- [PROBLEM STATEMENT]
Please, could you print all the lines below exactly, leaving out the pictures?

Start of INFORMATION PROVIDED

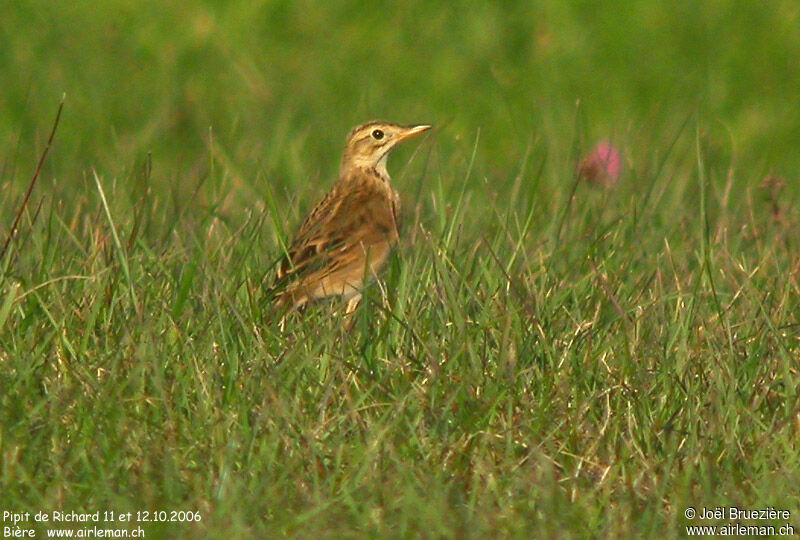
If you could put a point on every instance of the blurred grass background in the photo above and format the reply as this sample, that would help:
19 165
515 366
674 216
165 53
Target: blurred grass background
551 359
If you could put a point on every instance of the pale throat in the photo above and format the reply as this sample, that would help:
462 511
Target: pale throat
368 164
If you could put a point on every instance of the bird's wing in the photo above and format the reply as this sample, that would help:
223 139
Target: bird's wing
337 233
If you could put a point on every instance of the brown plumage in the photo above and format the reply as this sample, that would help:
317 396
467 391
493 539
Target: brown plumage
348 237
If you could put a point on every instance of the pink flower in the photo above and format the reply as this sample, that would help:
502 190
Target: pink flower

End of INFORMATION PROVIDED

- [EXERCISE RESULT]
If you could put a point on every instance of the blurred grass background in the photo above and format the reply as this sample, that would help:
19 165
515 366
674 216
165 53
Target: blurred grass background
551 359
If you could put a point on every instance of the pale throat in the photo above and format the reply as this sample, that would help:
462 511
Target: pale throat
368 164
If you could put a point on every instance of the bird's wing in the photo above and format the reply as this sample, that would help:
223 139
Target: bird's wing
337 233
If you could put a point on every instance of the brown plumage in the photo above and format the reply as this sample, that would help:
317 396
467 391
493 539
Target: brown plumage
348 237
If you could put a point on every instance of the pink flower in the photo above and format the reply as this sample, that would help:
502 190
Target: pink flower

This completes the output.